**READING PASSAGE**

--- START ---

These activists wore their fiery passion on their sleeves.

Hundreds of gun-law-reform advocates marched across the Brooklyn Bridge in bright orange shirts on Saturday, some of whom carried a white casket as they led the crowd in a charged demonstration demanding action from lawmakers to prevent more senseless, fatal shootings.

Outraged young participants amped up the procession’s electric atmosphere, reinvigorating the spirits of other long-time protestors, according to a Mill Basinite who joined the procession and lost her nephew to a bullet in 2008.

“It’s great to see them stand up and use their voices to say, ‘Enough is enough,’ ” said Marie Delus, a volunteer with advocacy group Moms Demand Action, which pushes for common-sense firearm legislation, who is also a military veteran and a National Rifle Association member. “They are invigorating us, the old-timers that have been doing this for so long.”

The sea of teens dressed in orange — the color of solidarity adopted by groups leading the gun-law-reform movement that include Moms Demand Action and Everytown for Gun Safety — walked hand-in-hand across the steel span to Manhattan, with some brandishing posters that read “The NRA is a Terrorist Organization” and “The Scariest Thing in School Should be My Grades.”

But local kids weren’t the only ones who stepped for change at the event. Celebrities including actress-activists Julianne Moore and Susan Sarandon joined the march, along with demonstrators who traveled from the outer boroughs, further afield in New York State, and even overseas — some of whom pointed out that living in fear of senseless gun violence is a concern unique to the United States, according to another volunteer.

“Someone from England came up to me and said, ‘We don’t worry about guns over there,’ ” said Everytown member Michele Davis, who commuted from her home upstate to protest. “That was a very poignant moment.”

--- END ---

**PROBLEMS TO SOLVE**
a - Reproduce the Brooklyn Bridge march article word for word, starting at "Outraged young participants" and ending at "bullet in 2008.".
b - List every person named in the Brooklyn Bridge march article.

**Point placement records**
--- START ---

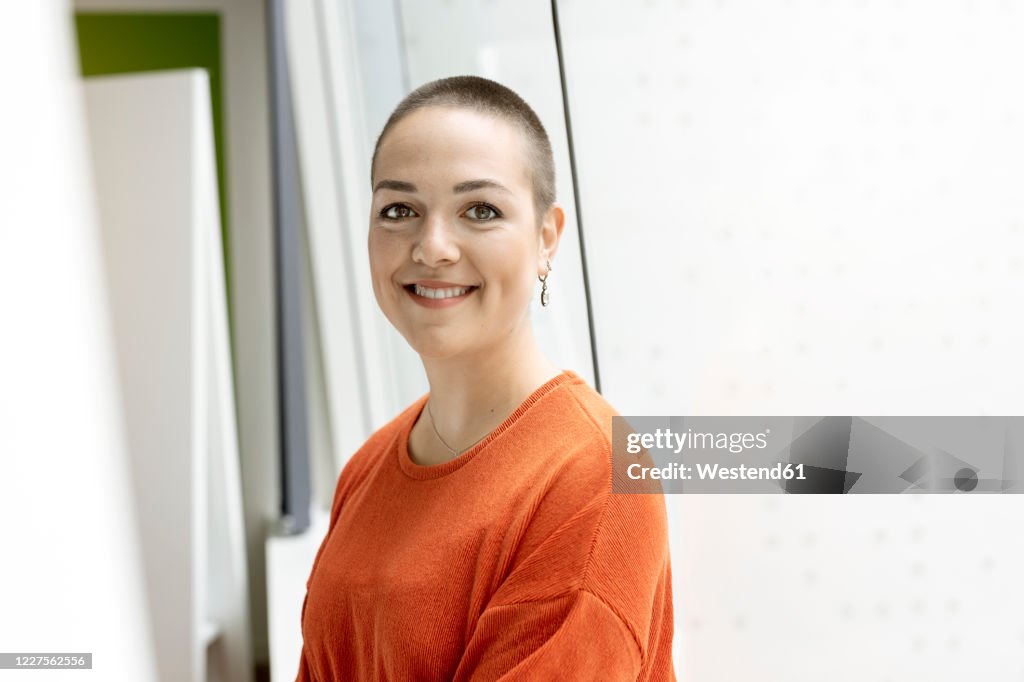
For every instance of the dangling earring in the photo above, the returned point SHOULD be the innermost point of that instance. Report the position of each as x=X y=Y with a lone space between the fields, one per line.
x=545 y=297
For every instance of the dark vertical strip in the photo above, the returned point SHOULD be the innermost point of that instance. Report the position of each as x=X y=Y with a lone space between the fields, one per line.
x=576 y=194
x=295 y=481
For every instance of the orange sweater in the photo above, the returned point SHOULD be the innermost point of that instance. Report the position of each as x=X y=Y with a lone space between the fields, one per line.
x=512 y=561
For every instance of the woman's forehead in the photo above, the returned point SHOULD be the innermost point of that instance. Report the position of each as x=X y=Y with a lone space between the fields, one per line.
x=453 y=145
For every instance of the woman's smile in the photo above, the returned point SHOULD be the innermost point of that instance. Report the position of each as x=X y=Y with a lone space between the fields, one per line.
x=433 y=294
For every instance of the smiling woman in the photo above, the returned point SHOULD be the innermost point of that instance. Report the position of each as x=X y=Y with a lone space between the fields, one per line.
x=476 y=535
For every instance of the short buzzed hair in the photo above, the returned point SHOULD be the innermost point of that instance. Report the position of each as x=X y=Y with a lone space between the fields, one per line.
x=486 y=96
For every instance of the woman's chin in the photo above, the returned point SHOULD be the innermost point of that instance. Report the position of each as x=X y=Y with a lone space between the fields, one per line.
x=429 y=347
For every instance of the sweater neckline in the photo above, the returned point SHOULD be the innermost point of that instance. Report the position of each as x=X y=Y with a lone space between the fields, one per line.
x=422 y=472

--- END ---

**EXERCISE ANSWERS**
a -
Outraged young participants amped up the procession’s electric atmosphere, reinvigorating the spirits of other long-time protestors, according to a Mill Basinite who joined the procession and lost her nephew to a bullet in 2008.

b - Marie Delus, Julianne Moore, Susan Sarandon, Michele Davis